• Required work:
In your answer, transcribe all of the data exactly.

Records from a data collection:
^^^^
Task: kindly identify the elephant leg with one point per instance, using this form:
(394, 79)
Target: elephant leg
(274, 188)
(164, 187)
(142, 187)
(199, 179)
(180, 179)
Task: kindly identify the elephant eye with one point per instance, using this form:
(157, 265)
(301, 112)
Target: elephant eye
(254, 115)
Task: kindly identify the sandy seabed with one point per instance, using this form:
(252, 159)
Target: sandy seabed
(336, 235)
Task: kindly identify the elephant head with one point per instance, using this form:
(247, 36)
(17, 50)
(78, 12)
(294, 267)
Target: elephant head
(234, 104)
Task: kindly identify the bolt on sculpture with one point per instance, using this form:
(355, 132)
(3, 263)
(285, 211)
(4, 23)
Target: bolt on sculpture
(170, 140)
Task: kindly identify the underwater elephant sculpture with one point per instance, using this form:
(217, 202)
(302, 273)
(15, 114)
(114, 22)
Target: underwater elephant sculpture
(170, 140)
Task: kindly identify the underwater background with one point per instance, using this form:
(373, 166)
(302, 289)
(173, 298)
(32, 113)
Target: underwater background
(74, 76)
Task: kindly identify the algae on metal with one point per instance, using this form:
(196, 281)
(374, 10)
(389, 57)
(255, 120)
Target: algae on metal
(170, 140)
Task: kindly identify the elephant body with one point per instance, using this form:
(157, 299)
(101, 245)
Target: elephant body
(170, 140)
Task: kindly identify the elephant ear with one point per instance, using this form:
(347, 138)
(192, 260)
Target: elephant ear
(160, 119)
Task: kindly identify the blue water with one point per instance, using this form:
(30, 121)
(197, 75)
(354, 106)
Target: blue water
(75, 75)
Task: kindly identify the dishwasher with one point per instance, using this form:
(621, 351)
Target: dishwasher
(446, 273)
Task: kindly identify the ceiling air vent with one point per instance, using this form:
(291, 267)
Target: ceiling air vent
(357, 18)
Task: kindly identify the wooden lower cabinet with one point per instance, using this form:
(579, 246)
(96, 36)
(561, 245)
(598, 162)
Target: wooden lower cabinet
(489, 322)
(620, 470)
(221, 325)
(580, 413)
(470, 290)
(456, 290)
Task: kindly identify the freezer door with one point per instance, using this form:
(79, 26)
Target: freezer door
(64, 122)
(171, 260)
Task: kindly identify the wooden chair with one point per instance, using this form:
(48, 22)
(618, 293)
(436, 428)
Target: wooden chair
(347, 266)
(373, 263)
^^^^
• Answer section:
Task: kindly identify the elephant leg with one point per instance, using this form:
(394, 79)
Target: elephant leg
(274, 188)
(164, 187)
(142, 187)
(199, 179)
(180, 179)
Task: kindly identify the elephant eye with one point per instance, using this form:
(157, 265)
(301, 112)
Target: elephant eye
(254, 115)
Task: kindly identify the sandy seabed with one point per instance, using this form:
(252, 159)
Target: sandy seabed
(336, 235)
Task: kindly identify the elephant head with one point per instance, using this form:
(247, 36)
(17, 50)
(78, 12)
(294, 267)
Target: elephant head
(234, 104)
Task: kindly identify the bolt on sculpture with one point per instance, using this form:
(355, 132)
(3, 263)
(285, 211)
(4, 23)
Target: bolt on sculpture
(170, 140)
Task: kindly identify the underwater elephant sculpture with one point per instance, using this form:
(217, 202)
(302, 273)
(15, 114)
(114, 22)
Target: underwater elephant sculpture
(170, 140)
Task: kindly identify the underwater background with one point per instance, using this form:
(373, 166)
(302, 289)
(173, 298)
(32, 113)
Target: underwater background
(74, 76)
Task: kindly identify the algae on metal with one point per instance, using this form:
(196, 281)
(374, 10)
(389, 57)
(255, 120)
Target: algae on metal
(170, 140)
Task: kindly identify the elephant body with one point per instance, using this form:
(157, 299)
(101, 245)
Target: elephant body
(170, 140)
Task: kindly identify the elephant ear with one point per instance, using this form:
(347, 138)
(192, 260)
Target: elephant ear
(160, 119)
Task: kindly identify the blue water with one point per instance, using this form:
(30, 121)
(197, 75)
(354, 106)
Target: blue water
(75, 75)
Task: kindly identify the dishwasher with one point per instance, using this form:
(621, 351)
Target: dishwasher
(446, 273)
Task: kindly identify the ceiling air vent with one point per instance, using this form:
(291, 267)
Target: ceiling air vent
(357, 18)
Task: kindly identify the wooden lower cabinet with one point per instance, using this form:
(579, 246)
(96, 36)
(561, 245)
(598, 162)
Target: wooden lower cabinet
(489, 322)
(620, 470)
(221, 325)
(580, 413)
(470, 290)
(456, 290)
Task: kindly identify the freezer door with one point per instance, using this form:
(79, 26)
Target: freezer door
(64, 122)
(171, 260)
Task: kindly identify the wooden chair with one point per instance, using this form:
(48, 22)
(618, 293)
(436, 428)
Target: wooden chair
(347, 266)
(373, 263)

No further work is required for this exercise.